## start DATA TO USE
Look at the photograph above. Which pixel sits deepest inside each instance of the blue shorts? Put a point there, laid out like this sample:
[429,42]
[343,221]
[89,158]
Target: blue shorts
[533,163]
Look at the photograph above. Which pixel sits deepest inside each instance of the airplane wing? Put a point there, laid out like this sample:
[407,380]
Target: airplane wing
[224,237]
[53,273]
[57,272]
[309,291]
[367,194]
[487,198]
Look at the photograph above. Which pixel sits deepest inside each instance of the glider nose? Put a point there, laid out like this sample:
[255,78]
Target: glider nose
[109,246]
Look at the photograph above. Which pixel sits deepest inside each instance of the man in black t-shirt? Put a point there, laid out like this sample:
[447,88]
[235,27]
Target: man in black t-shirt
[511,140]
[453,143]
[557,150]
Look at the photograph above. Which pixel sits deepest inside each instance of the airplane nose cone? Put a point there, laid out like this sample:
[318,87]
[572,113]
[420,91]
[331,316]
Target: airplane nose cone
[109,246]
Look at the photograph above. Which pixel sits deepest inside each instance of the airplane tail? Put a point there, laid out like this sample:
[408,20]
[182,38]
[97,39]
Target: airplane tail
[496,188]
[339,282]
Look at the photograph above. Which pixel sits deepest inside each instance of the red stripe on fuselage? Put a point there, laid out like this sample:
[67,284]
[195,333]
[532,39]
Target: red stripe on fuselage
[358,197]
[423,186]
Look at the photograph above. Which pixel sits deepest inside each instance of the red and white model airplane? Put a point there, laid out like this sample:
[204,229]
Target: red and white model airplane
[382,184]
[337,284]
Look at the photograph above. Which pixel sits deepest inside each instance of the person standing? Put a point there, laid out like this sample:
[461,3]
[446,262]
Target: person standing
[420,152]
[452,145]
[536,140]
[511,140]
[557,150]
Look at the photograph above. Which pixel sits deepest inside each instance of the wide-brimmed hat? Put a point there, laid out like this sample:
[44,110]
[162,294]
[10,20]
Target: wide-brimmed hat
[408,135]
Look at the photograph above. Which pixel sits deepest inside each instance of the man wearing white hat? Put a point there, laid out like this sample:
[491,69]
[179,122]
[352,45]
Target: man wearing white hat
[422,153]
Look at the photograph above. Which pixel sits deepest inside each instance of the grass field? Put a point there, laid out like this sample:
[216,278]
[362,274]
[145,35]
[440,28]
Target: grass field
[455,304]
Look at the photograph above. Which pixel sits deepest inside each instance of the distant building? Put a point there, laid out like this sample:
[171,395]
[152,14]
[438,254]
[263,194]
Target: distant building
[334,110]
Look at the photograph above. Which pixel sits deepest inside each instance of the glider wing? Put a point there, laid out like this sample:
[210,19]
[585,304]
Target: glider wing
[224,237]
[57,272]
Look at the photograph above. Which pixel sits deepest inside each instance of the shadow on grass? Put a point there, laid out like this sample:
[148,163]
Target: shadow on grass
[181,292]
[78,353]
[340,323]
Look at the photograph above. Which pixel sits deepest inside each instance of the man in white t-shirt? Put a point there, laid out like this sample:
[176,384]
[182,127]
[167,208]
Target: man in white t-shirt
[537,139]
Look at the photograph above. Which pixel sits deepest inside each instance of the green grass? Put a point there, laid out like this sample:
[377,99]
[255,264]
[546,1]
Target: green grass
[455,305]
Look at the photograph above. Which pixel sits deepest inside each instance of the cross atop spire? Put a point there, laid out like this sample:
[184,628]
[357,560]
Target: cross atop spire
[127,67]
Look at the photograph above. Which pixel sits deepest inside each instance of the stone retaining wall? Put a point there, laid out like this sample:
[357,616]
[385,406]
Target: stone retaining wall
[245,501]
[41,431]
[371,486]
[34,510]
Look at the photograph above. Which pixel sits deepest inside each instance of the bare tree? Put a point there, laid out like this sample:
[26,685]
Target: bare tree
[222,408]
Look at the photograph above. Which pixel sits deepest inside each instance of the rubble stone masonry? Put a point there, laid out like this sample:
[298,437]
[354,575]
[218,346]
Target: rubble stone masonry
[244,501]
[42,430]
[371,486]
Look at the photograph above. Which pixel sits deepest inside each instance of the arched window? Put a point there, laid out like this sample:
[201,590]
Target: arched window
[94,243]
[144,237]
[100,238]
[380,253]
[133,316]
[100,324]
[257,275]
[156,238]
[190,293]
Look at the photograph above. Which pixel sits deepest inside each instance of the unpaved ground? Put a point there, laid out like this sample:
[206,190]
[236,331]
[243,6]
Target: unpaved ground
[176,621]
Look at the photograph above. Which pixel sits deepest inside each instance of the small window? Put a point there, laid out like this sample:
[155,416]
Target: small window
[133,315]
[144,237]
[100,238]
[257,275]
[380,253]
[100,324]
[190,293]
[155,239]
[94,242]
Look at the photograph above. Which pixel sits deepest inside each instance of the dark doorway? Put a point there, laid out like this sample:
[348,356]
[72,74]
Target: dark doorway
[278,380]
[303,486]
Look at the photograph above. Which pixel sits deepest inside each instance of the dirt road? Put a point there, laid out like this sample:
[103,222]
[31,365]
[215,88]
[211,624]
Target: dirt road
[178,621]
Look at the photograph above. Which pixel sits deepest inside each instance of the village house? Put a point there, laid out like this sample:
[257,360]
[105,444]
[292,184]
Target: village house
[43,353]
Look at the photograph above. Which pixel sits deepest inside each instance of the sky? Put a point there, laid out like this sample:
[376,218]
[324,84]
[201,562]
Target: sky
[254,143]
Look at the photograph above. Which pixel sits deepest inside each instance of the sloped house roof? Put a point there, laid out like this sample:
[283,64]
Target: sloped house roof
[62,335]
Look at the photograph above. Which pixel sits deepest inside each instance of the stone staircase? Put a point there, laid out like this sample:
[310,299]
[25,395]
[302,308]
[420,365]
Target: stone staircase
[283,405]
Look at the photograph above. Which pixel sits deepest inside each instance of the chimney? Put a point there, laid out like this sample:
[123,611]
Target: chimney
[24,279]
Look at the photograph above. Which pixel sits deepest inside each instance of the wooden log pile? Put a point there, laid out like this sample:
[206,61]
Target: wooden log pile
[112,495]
## end DATA TO USE
REQUIREMENTS: Could you reproduce all of the lines above word for word, keeping them in their original order?

SOLUTION TO THIS EXERCISE:
Look at the photograph above. Which pixel sits deepest inside each instance of the blue shorts? Put a point there, laid out like this sample:
[429,42]
[343,221]
[89,158]
Target: blue shorts
[533,163]
Look at the photograph above. Which pixel sits deepest inside each instance of the airplane wing? Put a point there, laid out like this sample:
[407,380]
Target: airplane wing
[224,237]
[53,273]
[57,272]
[309,291]
[367,194]
[487,198]
Look at the photograph above. Which pixel sits deepest inside each instance of the glider nose? Put a point there, laid out like this sample:
[255,78]
Target: glider nose
[109,246]
Look at the photograph above. Which pixel sits deepest inside each instance of the man in black t-shirt? Put a point there, laid out like this sample:
[447,88]
[235,27]
Target: man in black t-shirt
[511,140]
[453,143]
[557,150]
Look at the photograph above. Which pixel sits deepest inside each instance of the airplane nose cone? Put a point there, laid out like this sample:
[318,87]
[572,113]
[420,91]
[331,316]
Target: airplane nose cone
[109,246]
Look at the photograph above. Which pixel sits deepest inside each instance of the airplane tail? Put a point there, laid out like this sample:
[408,20]
[182,38]
[97,39]
Target: airplane tail
[496,188]
[339,282]
Look at the photograph above. Which pixel sits deepest inside each instance of the red stripe on fuselage? Put a point there, laid out like this sample:
[67,284]
[195,333]
[532,39]
Target: red stripe on fuselage
[358,197]
[423,186]
Look at the photograph above. Which pixel sits deepest inside each instance of the red and white model airplane? Put a point there, laid out like this sample:
[204,229]
Target: red and white model airplane
[382,184]
[337,284]
Look at the photograph above. Which pixel sits deepest inside each instance of the person standing? Put a point there, laid out like this sample:
[461,3]
[446,262]
Target: person standing
[420,152]
[452,145]
[536,140]
[511,140]
[557,150]
Look at the photograph above. Which pixel sits deepest inside each instance of the wide-brimmed hat? Put a point there, laid out like this sample:
[44,110]
[162,294]
[10,20]
Target: wide-brimmed hat
[408,135]
Look at the photograph above. Which pixel sits deepest inside each instance of the man wearing white hat? Put a point there, laid out like this sample:
[491,69]
[179,122]
[352,45]
Target: man wearing white hat
[422,153]
Look at the photograph above. Which pixel sits deepest inside each instance of the grass field? Put a point there, laid out like this sample:
[216,278]
[362,274]
[145,35]
[440,28]
Target: grass field
[455,304]
Look at the photograph above. Which pixel sits deepest inside each instance of the distant building? Put a point there, laid out like this sample:
[171,395]
[152,14]
[438,254]
[263,194]
Target: distant building
[334,110]
Look at the photograph above. Which pixel sits deepest inside each instance of the glider wing? Put a point there, laid out like this sample:
[210,19]
[585,304]
Target: glider wing
[224,237]
[57,272]
Look at the photograph above. Which pixel sits deepest inside each instance of the shadow on grass? Put a point there, laid out like this sample:
[148,163]
Target: shadow on grass
[181,292]
[78,353]
[340,323]
Look at the photograph above. Which pixel sits deepest inside each instance of the man in white t-shirt? Put a point there, laid out like this sample:
[176,384]
[182,127]
[167,208]
Target: man in white t-shirt
[537,139]
Look at the photograph above. Which pixel sits deepest inside each instance of the green grass? Put a point there, laid out like this sample:
[377,99]
[255,264]
[546,1]
Target: green grass
[455,305]
Look at the photograph above. Which pixel sits deepest inside each instance of the cross atop spire? Put a point there, laid out like this sample:
[184,628]
[357,560]
Target: cross atop spire
[127,67]
Look at the photograph above. Which pixel sits deepest inside each instance of the stone retaining wall? Put a point there, laid out like this sample:
[357,616]
[385,406]
Target: stone retaining wall
[245,501]
[41,431]
[371,486]
[34,510]
Look at the photograph above. Which pixel sits deepest inside each instance of the bare tree? Put a point there, laid out like this sample:
[26,685]
Target: bare tree
[222,408]
Look at the photograph above. Which pixel sits deepest inside each instance of the rubble stone masonry? Put a point there, laid out like this sample:
[298,437]
[354,575]
[218,346]
Target: rubble stone masonry
[244,501]
[42,430]
[371,486]
Look at the photograph above. Which pixel sits deepest inside each instance of the arched window? Put a point there, laid out like this sample:
[201,590]
Target: arched window
[94,243]
[144,237]
[100,238]
[380,253]
[133,316]
[100,324]
[257,275]
[156,238]
[190,293]
Look at the photograph above. Which pixel sits deepest inside each instance of the unpaved ground? Put a point there, laid out like this sample:
[206,190]
[236,331]
[243,6]
Target: unpaved ground
[176,621]
Look at the photograph above. Which pixel sits deepest inside each instance of the small window? Put a point there, laid out like this sample:
[155,416]
Target: small window
[133,315]
[144,237]
[100,238]
[257,275]
[380,253]
[100,324]
[190,293]
[155,239]
[94,242]
Look at the photograph above. Which pixel sits deepest inside each instance of the dark doorway? Put a point there, laid out like this sample:
[348,356]
[72,74]
Target: dark doorway
[278,380]
[303,486]
Look at the photograph above. Which pixel sits deepest inside each instance of the dirt road? Put a point there, laid out like this sample:
[103,222]
[31,365]
[215,88]
[211,624]
Target: dirt road
[178,621]
Look at the photograph above. Which pixel sits deepest inside each instance of the village house? Put a point there, laid out like this sample:
[257,360]
[105,444]
[292,184]
Target: village house
[43,353]
Look at the photograph above. Which pixel sits deepest inside each instance of the sky? Put a point there, laid out like this sample:
[376,218]
[324,84]
[201,562]
Target: sky
[254,143]
Look at the photograph above. Which pixel sits deepest inside each instance of the sloped house roof? Put a point there, laid out like this sample:
[283,64]
Target: sloped house roof
[62,335]
Look at the photograph above. Which pixel sits deepest inside each instance of the stone staircase? Put a point there, laid out like this sample:
[310,299]
[25,395]
[302,308]
[420,365]
Target: stone staircase
[283,405]
Look at the photograph above. Which pixel sits deepest inside each instance of the chimney? Put a point there, laid out like this sample:
[123,611]
Target: chimney
[24,279]
Look at the photograph above. Which pixel sits deepest inside each instance of the wooden log pile? Put a point there, laid out like this sample:
[206,61]
Target: wooden log pile
[112,495]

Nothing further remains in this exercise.